*What to do:*
Rewrite every row below, changing each "drop a dot" to "mark a point" and leaving everything else untouched.

<<<<

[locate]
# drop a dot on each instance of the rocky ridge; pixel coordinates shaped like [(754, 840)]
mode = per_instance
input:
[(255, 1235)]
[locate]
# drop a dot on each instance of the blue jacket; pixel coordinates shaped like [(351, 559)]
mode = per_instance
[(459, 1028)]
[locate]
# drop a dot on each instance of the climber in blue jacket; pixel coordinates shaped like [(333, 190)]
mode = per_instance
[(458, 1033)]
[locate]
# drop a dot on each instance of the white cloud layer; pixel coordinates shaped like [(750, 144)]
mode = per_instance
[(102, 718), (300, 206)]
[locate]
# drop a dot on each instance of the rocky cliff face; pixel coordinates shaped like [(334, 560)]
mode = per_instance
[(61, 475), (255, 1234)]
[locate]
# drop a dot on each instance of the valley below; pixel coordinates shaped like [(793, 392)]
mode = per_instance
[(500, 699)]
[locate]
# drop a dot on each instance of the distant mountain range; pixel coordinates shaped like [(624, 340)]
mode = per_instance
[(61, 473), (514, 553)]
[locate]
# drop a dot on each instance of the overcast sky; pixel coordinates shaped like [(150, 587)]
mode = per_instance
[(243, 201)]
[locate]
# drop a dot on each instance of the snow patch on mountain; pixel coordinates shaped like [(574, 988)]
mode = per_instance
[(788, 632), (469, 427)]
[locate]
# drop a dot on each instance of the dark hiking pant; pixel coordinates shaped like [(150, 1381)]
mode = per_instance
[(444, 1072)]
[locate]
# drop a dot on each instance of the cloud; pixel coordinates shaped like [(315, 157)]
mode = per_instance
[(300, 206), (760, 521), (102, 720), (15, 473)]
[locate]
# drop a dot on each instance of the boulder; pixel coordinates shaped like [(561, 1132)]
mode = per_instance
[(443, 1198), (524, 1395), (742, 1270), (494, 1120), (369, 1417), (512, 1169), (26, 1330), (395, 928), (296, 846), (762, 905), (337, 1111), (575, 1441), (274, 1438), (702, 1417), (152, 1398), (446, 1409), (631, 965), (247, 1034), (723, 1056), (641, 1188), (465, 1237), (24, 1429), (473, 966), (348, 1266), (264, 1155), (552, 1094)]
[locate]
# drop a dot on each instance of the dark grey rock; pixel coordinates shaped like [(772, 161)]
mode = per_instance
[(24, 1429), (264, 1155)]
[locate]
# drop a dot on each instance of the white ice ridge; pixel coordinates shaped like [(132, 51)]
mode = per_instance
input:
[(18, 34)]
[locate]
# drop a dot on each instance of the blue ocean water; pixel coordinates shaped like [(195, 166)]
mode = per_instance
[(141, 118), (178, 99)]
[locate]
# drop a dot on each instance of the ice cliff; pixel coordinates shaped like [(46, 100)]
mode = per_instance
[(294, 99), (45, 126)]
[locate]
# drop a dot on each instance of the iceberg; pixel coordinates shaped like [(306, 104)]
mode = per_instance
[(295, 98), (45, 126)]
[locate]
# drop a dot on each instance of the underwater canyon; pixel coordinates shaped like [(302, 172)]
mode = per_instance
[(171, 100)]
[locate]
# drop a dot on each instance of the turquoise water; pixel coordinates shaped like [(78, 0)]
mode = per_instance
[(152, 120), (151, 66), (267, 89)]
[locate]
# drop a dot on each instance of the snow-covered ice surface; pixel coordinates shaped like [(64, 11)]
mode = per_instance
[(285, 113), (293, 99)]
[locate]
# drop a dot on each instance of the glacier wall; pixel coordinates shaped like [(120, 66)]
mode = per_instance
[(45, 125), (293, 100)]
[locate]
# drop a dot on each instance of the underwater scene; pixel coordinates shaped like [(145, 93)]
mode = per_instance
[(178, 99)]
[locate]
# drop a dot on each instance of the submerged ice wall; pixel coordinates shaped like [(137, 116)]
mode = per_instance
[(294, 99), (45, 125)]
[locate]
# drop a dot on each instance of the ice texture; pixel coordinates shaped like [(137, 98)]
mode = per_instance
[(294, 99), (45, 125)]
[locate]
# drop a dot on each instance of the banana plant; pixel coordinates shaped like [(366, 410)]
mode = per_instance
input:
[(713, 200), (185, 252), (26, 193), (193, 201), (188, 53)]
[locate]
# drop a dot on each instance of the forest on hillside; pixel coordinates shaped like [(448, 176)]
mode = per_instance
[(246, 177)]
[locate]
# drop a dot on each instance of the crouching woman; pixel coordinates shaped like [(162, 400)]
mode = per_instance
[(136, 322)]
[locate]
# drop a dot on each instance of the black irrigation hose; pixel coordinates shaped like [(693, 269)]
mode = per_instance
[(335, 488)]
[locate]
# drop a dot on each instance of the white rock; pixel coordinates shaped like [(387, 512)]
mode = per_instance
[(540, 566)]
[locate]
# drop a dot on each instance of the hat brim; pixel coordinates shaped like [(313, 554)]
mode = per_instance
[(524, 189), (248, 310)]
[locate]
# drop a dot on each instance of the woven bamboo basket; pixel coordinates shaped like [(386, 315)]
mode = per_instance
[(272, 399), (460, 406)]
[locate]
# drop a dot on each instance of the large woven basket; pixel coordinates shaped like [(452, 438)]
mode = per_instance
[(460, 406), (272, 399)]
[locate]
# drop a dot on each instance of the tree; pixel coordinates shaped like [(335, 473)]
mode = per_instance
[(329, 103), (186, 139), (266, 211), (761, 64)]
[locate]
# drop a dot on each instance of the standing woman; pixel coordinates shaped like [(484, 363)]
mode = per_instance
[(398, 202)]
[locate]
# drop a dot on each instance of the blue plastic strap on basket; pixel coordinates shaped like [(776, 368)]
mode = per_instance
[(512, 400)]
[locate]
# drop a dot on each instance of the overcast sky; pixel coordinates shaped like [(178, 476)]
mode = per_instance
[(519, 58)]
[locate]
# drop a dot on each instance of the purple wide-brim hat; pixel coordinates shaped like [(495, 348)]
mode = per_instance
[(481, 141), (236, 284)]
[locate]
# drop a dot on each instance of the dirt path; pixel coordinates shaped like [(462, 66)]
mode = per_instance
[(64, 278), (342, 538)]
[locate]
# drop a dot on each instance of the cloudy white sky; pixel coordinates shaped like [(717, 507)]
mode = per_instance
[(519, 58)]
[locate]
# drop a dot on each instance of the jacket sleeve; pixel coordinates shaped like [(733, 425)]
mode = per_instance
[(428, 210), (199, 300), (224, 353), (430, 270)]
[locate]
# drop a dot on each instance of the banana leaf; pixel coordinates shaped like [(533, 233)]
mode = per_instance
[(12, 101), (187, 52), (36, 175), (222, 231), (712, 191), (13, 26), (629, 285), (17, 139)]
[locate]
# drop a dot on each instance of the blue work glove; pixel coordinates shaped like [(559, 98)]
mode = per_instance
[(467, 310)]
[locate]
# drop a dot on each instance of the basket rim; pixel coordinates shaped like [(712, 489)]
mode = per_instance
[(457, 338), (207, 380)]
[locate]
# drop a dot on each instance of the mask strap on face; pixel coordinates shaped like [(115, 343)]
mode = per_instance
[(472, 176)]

>>>>

*The solution:*
[locate]
# mark a point on each instance of the rocky ridge; pixel coordinates shaped like [(754, 840)]
mode = per_instance
input:
[(255, 1235)]
[locate]
# mark a point on each instance of the blue jacket; pixel coordinates shaped like [(351, 559)]
mode = per_instance
[(459, 1028)]
[locate]
# mark a point on each instance of the climber in blue jacket; pixel coordinates shaped like [(333, 190)]
mode = per_instance
[(458, 1033)]
[locate]
# mark a point on each instance of the white cloud layer; pixel coordinates shaped like [(750, 144)]
mode = per_instance
[(102, 718), (300, 206)]
[locate]
# mark a point on each instance of the rocky cliff face; pixel coordinates shaped like [(334, 560)]
mode = per_instance
[(61, 475), (255, 1234)]
[locate]
# mark a point on each instance of the valley below; pixel coordinates shaped like [(793, 392)]
mode = per_instance
[(500, 699)]
[locate]
# mark a point on each instance of the distant mountain range; pixel coordinates shaped like [(624, 340)]
mode = per_instance
[(61, 473), (514, 553)]
[locate]
# mark a point on each instance of the overcast sky; pixel coordinates shaped like [(150, 587)]
mode = per_instance
[(243, 201)]
[locate]
# mark a point on each instance of the snow patch on mountain; pixel coordinates shaped like [(574, 988)]
mode = per_instance
[(788, 632), (469, 427)]
[locate]
# mark a point on each instance of the dark hiking pant; pixel coordinates shaped like [(150, 1381)]
mode = per_instance
[(444, 1072)]
[locate]
# mark a point on each instance of the cloud; pixel coordinates shaped like [(315, 157)]
mode = per_instance
[(300, 206), (760, 521), (102, 720), (15, 473)]
[locate]
# mark a point on each instance of the boulder; pixel coordinates shaped like [(561, 1132)]
mode = per_instance
[(443, 1198), (524, 1395), (742, 1270), (494, 1120), (369, 1417), (512, 1169), (26, 1330), (395, 928), (296, 846), (762, 905), (337, 1111), (575, 1441), (274, 1438), (702, 1417), (152, 1398), (446, 1409), (631, 965), (247, 1034), (723, 1056), (641, 1188), (465, 1237), (24, 1429), (473, 966), (348, 1266), (264, 1155), (552, 1094)]
[locate]
# mark a point on each instance of the dark grey rock; pixel coordinates shaped like [(772, 161)]
mode = per_instance
[(24, 1429), (264, 1155)]
[locate]
# mark a point on each instance of the white ice ridge; pixel coordinates shaped like [(132, 51)]
mode = per_instance
input:
[(18, 34)]
[locate]
# mark a point on each instance of the blue ocean water; pixel coordinates shaped like [(195, 166)]
mode = per_instance
[(141, 118), (178, 99)]
[locate]
# mark a point on each instance of the ice cliff; pixel coordinates shaped like [(46, 100)]
mode = per_instance
[(294, 99), (45, 126)]
[locate]
# mark a point on each instance of the iceberg; pixel coordinates shaped like [(306, 104)]
mode = per_instance
[(295, 98), (45, 126)]
[locate]
# mark a point on each instance of the underwater canyon; pixel coordinates shaped like [(302, 172)]
mode = per_instance
[(171, 100)]
[locate]
# mark a point on each instance of the turquoise water; pixel coordinates shaped like [(78, 0)]
mode = per_instance
[(152, 120), (151, 66), (267, 89)]
[locate]
# mark a point on each instance of the snow-covered ice surface; pixel coordinates shaped like [(64, 11)]
mode = per_instance
[(285, 113), (293, 99)]
[locate]
# mark a point on each instance of the glacier wall; pixel coordinates shaped like [(120, 66)]
mode = per_instance
[(45, 125), (293, 100)]
[locate]
# mark a point on each instance of the underwater scene; pixel coordinates shaped like [(145, 93)]
mode = per_instance
[(178, 99)]
[locate]
# mark a point on each instance of the submerged ice wall; pixel coordinates shaped like [(137, 116)]
mode = per_instance
[(294, 99), (45, 125)]
[locate]
# mark a point on each instance of the ice texture; pixel coordinates shaped like [(137, 98)]
mode = per_instance
[(294, 99), (45, 125)]
[locate]
# mark a point on each instance of the banana plant; pixel coordinates shaped like [(366, 410)]
mode = per_instance
input:
[(713, 200), (185, 252), (26, 193), (193, 201), (188, 53)]
[locate]
# mark a point on each instance of the forest on hillside; pixel coordinates shaped like [(448, 176)]
mode = per_instance
[(246, 177)]
[locate]
# mark a point on each instance of the crouching woman; pixel coordinates shaped like [(162, 400)]
mode = per_instance
[(136, 322)]
[locate]
# mark a point on each instance of the black irrigation hose; pixel coordinates shaped like [(693, 269)]
mode = per_instance
[(335, 488)]
[locate]
# mark a point on each instance of the white rock; pixel coordinates shaped like [(387, 512)]
mode = per_instance
[(540, 566)]
[locate]
# mark a point on each instance of the hat brim; pixel coordinates shaped like [(313, 554)]
mode = per_instance
[(524, 189), (248, 310)]
[locate]
# mark a point on each instance of the woven bamboo basket; pixel coordinates shaped like [(386, 315)]
mode = per_instance
[(272, 399), (460, 406)]
[locate]
# mark a point on each instance of the large woven basket; pixel coordinates shaped like [(452, 438)]
mode = per_instance
[(460, 406), (272, 399)]
[locate]
# mark a point on each instance of the tree; pixel coordinates shaped like [(335, 473)]
mode = per_instance
[(329, 103), (186, 139), (266, 211), (761, 64)]
[locate]
# mark a point on each instance of the standing woman; pixel coordinates shaped like [(484, 363)]
mode = per_instance
[(398, 202)]
[locate]
# mark a point on each instance of the blue plastic strap on basket; pixel coordinates shaped like [(776, 368)]
mode = per_instance
[(512, 400)]
[locate]
# mark a point on each instance of the overcast sky; pixel coordinates shaped like [(178, 476)]
mode = per_instance
[(519, 58)]
[locate]
# mark a point on each instance of the purple wide-brim hat; pixel coordinates shaped like [(495, 348)]
mode = per_instance
[(481, 141), (236, 284)]
[locate]
# mark a point on each instance of the dirt path; pixel coordinates shaped like [(462, 66)]
mode = per_instance
[(64, 278), (342, 538)]
[locate]
# mark a point on each instance of the cloudy white sky; pixel coordinates shaped like [(717, 507)]
mode = per_instance
[(519, 58)]
[locate]
# mark a point on each instance of the jacket sleeve; pixel coordinates shaped like [(733, 425)]
mode = per_instance
[(428, 210), (199, 300), (224, 353), (430, 270)]
[locate]
# mark a point on each instance of the banana leaf; pixel coordinates shaped like [(533, 233)]
mode = per_instance
[(12, 101), (187, 52), (36, 175), (222, 231), (712, 191), (13, 26), (629, 285), (17, 139)]
[locate]
# mark a point on each instance of the blue work glove; pixel coordinates shaped like [(559, 98)]
mode = per_instance
[(467, 310)]
[locate]
# mark a point on each instance of the basket rim; pixel coordinates shaped like [(712, 489)]
mode = per_instance
[(457, 338), (207, 380)]
[locate]
# mark a point on each instance of the mask strap on face; pixel coordinates shaped like [(115, 343)]
mode = per_instance
[(472, 176)]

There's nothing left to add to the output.